● Source text:
+++
A 78-year-old female presented with chief complaints of nausea and vomiting for three days associated with generalized weakness and altered mental status. On examination, she was tachycardic and tachypneic with suprapubic distension and generalized tenderness with guarding. Urinalysis revealed urinary tract infection picture. Initial blood work showed leukocytosis, hyperkalemia, lactic acidosis, and acute kidney injury. CT Abdomen without contrast showed marked fluids surrounding the left kidney, bilateral hydronephrosis, and distended urinary bladder. She was treated with intravenous antibiotics and fluids for urosepsis secondary to complicated urinary tract infection with acute kidney injury due to obstructive uropathy. Follow-up renal ultrasound later revealed resolution of left perinephric fluids 3 days after alleviation of obstructive uropathy, thus suggesting a likely diagnosis of spontaneous left renal calyceal rupture.
Spontaneous rupture of renal calyces is an uncommon but known complication of obstructive uropathy. It occurs due to a downstream urinary tract obstruction leading to backflow of urine and increased in pressure on the intra-renal collecting system. Ultimately, resulting in the rupture of renal calyceal system followed by urine extravasation into the perinephric and retroperitoneal space. Clinical manifestations are non-specific and often cause a delay in diagnosis. Hereby, we described a case of spontaneous rupture of renal calyces secondary to bladder outlet obstruction.
A 78-year-old female with a past medical history of asthma, paroxysmal atrial fibrillation, and psoriasis presented with chief complaints of nausea and vomiting for three days. It was associated with generalized weakness and altered mental status. She lives alone and was found down at home by her daughter who brought her to our hospital. History was limited due to the patient’s altered mentation on presentation.
+++
Reproduce the case report on spontaneous renal calyceal rupture word for word, in full.
+++
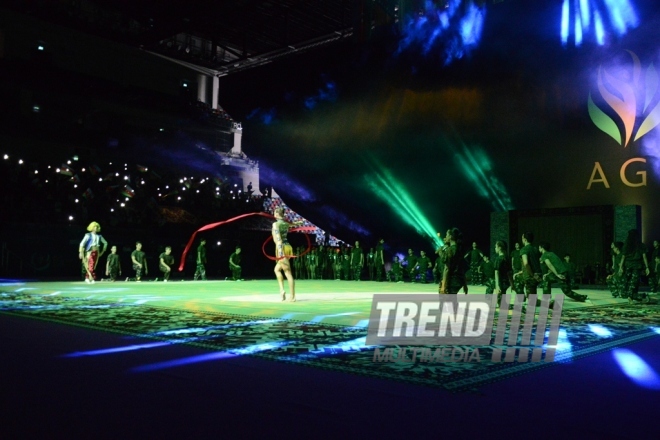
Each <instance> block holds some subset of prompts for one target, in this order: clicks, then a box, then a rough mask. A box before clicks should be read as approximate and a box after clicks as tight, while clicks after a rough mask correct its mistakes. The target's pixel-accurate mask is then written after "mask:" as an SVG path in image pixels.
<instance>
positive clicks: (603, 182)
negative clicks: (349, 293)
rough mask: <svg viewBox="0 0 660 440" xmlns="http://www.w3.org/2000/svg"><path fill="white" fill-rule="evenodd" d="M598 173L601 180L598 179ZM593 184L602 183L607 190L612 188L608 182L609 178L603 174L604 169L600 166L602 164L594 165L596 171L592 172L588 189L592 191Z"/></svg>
+++
● Answer to the exercise:
A 78-year-old female presented with chief complaints of nausea and vomiting for three days associated with generalized weakness and altered mental status. On examination, she was tachycardic and tachypneic with suprapubic distension and generalized tenderness with guarding. Urinalysis revealed urinary tract infection picture. Initial blood work showed leukocytosis, hyperkalemia, lactic acidosis, and acute kidney injury. CT Abdomen without contrast showed marked fluids surrounding the left kidney, bilateral hydronephrosis, and distended urinary bladder. She was treated with intravenous antibiotics and fluids for urosepsis secondary to complicated urinary tract infection with acute kidney injury due to obstructive uropathy. Follow-up renal ultrasound later revealed resolution of left perinephric fluids 3 days after alleviation of obstructive uropathy, thus suggesting a likely diagnosis of spontaneous left renal calyceal rupture.
Spontaneous rupture of renal calyces is an uncommon but known complication of obstructive uropathy. It occurs due to a downstream urinary tract obstruction leading to backflow of urine and increased in pressure on the intra-renal collecting system. Ultimately, resulting in the rupture of renal calyceal system followed by urine extravasation into the perinephric and retroperitoneal space. Clinical manifestations are non-specific and often cause a delay in diagnosis. Hereby, we described a case of spontaneous rupture of renal calyces secondary to bladder outlet obstruction.
A 78-year-old female with a past medical history of asthma, paroxysmal atrial fibrillation, and psoriasis presented with chief complaints of nausea and vomiting for three days. It was associated with generalized weakness and altered mental status. She lives alone and was found down at home by her daughter who brought her to our hospital. History was limited due to the patient’s altered mentation on presentation.